» TASK: Your response should be every line of the data, written out exactly.

» DATA FOR REVIEW:
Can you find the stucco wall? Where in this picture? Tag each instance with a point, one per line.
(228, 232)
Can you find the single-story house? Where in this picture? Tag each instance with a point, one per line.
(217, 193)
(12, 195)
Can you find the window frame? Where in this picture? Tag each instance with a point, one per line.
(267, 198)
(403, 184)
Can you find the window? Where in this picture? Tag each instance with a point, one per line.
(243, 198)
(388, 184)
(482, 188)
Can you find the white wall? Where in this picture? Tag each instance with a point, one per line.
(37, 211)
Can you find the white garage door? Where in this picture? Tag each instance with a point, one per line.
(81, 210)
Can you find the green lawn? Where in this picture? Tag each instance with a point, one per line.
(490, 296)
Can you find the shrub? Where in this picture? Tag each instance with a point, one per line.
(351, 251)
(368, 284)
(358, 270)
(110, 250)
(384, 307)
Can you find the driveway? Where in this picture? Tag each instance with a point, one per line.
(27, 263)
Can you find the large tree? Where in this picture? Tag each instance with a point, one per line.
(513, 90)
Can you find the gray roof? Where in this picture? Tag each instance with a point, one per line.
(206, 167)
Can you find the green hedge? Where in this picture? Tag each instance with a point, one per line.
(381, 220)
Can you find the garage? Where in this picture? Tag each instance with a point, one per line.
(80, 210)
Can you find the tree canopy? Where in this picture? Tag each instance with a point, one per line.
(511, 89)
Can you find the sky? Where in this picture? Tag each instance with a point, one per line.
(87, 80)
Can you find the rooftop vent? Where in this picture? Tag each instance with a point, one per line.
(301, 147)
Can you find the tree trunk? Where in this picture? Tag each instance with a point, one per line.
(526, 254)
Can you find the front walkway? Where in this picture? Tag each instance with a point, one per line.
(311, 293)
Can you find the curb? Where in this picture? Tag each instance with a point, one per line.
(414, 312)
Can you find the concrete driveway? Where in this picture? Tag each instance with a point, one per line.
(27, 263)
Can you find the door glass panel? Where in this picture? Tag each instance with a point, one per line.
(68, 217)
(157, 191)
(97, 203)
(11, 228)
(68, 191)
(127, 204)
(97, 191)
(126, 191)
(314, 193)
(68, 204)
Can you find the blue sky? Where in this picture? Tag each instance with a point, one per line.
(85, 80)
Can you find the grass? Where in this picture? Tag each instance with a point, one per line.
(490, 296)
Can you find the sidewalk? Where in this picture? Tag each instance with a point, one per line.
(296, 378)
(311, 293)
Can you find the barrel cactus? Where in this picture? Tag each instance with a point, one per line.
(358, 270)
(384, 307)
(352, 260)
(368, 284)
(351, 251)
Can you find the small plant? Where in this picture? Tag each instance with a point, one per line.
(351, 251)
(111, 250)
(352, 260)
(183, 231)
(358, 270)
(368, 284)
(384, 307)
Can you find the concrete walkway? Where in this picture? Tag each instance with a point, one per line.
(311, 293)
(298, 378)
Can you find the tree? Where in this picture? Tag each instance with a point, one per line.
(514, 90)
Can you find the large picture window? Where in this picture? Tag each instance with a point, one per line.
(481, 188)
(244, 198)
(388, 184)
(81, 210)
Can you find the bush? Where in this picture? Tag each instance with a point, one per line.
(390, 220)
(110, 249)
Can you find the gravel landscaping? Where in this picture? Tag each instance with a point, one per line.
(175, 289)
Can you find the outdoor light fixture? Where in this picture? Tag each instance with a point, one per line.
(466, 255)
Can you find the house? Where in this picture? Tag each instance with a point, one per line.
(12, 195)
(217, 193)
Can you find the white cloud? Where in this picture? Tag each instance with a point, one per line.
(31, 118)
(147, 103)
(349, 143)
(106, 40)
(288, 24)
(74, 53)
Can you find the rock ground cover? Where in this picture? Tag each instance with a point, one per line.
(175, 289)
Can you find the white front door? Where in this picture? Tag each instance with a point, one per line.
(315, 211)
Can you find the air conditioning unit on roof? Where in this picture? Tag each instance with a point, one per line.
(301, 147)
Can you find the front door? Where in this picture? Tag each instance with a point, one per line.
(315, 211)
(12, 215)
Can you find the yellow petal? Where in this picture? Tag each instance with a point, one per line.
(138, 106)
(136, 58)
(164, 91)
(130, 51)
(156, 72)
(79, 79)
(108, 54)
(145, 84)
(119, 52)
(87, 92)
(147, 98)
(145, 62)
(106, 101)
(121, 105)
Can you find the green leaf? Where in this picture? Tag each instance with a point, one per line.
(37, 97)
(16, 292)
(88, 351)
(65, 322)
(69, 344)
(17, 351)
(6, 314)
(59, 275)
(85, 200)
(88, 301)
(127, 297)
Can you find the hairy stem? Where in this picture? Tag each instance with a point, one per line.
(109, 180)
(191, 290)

» SOLUTION TO THIS EXERCISE:
Can you find the stucco wall? Where in this picture? Tag each instance with a point, one per line.
(228, 232)
Can you find the single-story house? Where in this picture? Tag each instance with a point, one per line.
(217, 193)
(12, 195)
Can you find the window frame? Where in this picture? Tag each instance with a point, one per line.
(267, 198)
(403, 184)
Can you find the window? Where in this picture? Tag each instance with a point, one per line.
(243, 198)
(388, 184)
(482, 188)
Can you find the white wall? Where in this picture? Tag each instance with a point, one per line.
(37, 211)
Can you find the white garage door? Where in this picture? Tag each instance with a point, one per line.
(81, 210)
Can you find the green lawn? Where in this picture? Tag each instance with a point, one per line.
(490, 296)
Can you find the shrub? Where in this picture? Tag each instance with a point, one per line.
(351, 251)
(368, 284)
(358, 270)
(110, 250)
(384, 307)
Can you find the driveway? Where in this picture? Tag each instance with a point, one per line.
(27, 263)
Can you find the large tree? Where in this picture? Tag each instance with a point, one per line.
(513, 90)
Can you find the gray roof? Where in this picture? Tag each instance with a point, one per line.
(206, 167)
Can you find the green hedge? Where in this picture? Tag each instance with a point, one per line.
(381, 220)
Can you find the garage? Where in this picture? Tag each instance with a point, one per line.
(80, 210)
Can you find the tree canopy? Where in this picture? Tag each instance with a point, one per line.
(511, 89)
Can you find the sky? Where in this picture? Tag each instance with a point, one per line.
(87, 80)
Can you find the rooftop vent? Where in this picture? Tag each instance with a point, one per line.
(301, 147)
Can you find the tree trunk? Where in this picture? Tag each instance with a point, one per line.
(526, 254)
Can you find the front walkway? Where in this picture? Tag each instance with a point, one per line.
(311, 293)
Can you find the curb? Where in this picture? Tag each instance with a point, one per line.
(414, 312)
Can you find the concrete driveway? Where in this picture? Tag each instance with a point, one per line.
(27, 263)
Can you find the door glass panel? Where in this picture? Tag each instance with a point, one per line.
(68, 217)
(157, 191)
(97, 203)
(11, 228)
(68, 191)
(127, 204)
(97, 191)
(126, 191)
(314, 193)
(68, 204)
Can you find the blue sky? Where in this picture? Tag each instance with a point, one per line.
(85, 80)
Can you find the grass? Where in this picture? Tag each instance with a point, one per line.
(490, 296)
Can you find the sidewalk? Where in this picture? Tag each instance with a point, one per line.
(296, 378)
(311, 293)
Can you find the barrel cactus? Where in this picture? Tag each instance with a point, one per line.
(358, 270)
(384, 307)
(352, 260)
(368, 284)
(351, 251)
Can you find the small plant? Where in this picture? Tag each instance with a point, one per line.
(351, 251)
(111, 250)
(352, 260)
(183, 231)
(358, 270)
(368, 284)
(384, 307)
Can you find the concrete walkway? Where in this picture? Tag each instance with a point, one per line.
(311, 293)
(298, 378)
Can you find the tree? Where in this picture? Tag each instance with a point, one per line.
(514, 90)
Can you find the large picture window? Where in this picture? Tag each instance with a point, one per line.
(481, 188)
(244, 198)
(388, 184)
(81, 210)
Can you find the bush? Where in this picture? Tag each instance with a point, one per line.
(390, 220)
(110, 249)
Can you find the gravel landscaping? Where in this picture? Tag each instance with a point, one per line.
(175, 289)
Can you find the outdoor light fixture? Where in this picture? Tag each instance with a point, one per line.
(466, 255)
Can you find the house? Where in this picture? Tag each instance with a point, one per line.
(12, 195)
(217, 193)
Can you find the white cloud? Where in this picture? Tag each instance with a point, one per line.
(31, 118)
(147, 103)
(349, 143)
(106, 40)
(288, 24)
(74, 53)
Can you find the rock ground cover? Where in this picture? Tag each instance with a point, one per line.
(175, 289)
Can you find the white front door? Where in this picture? Tag each instance with a point, one per line.
(315, 211)
Can you find the air conditioning unit on roof? Where in this picture? Tag each instance with a point, one per line.
(301, 147)
Can you find the front door? Where in this picture? Tag each instance with a point, one per line.
(315, 211)
(12, 215)
Can you find the yellow petal? Where in this picture? Tag each instance with a point, one per line.
(138, 106)
(136, 58)
(164, 91)
(130, 51)
(156, 72)
(79, 79)
(108, 54)
(145, 84)
(119, 52)
(87, 92)
(147, 98)
(145, 62)
(106, 101)
(121, 105)
Can you find the green leaf? Where in this picture? Tag each instance with a point, one per line.
(37, 97)
(16, 292)
(88, 351)
(65, 322)
(69, 344)
(17, 351)
(6, 314)
(59, 275)
(85, 200)
(88, 301)
(127, 297)
Can you find the hairy stem? Where in this picture? Tag each instance with a point, one per line.
(109, 180)
(191, 290)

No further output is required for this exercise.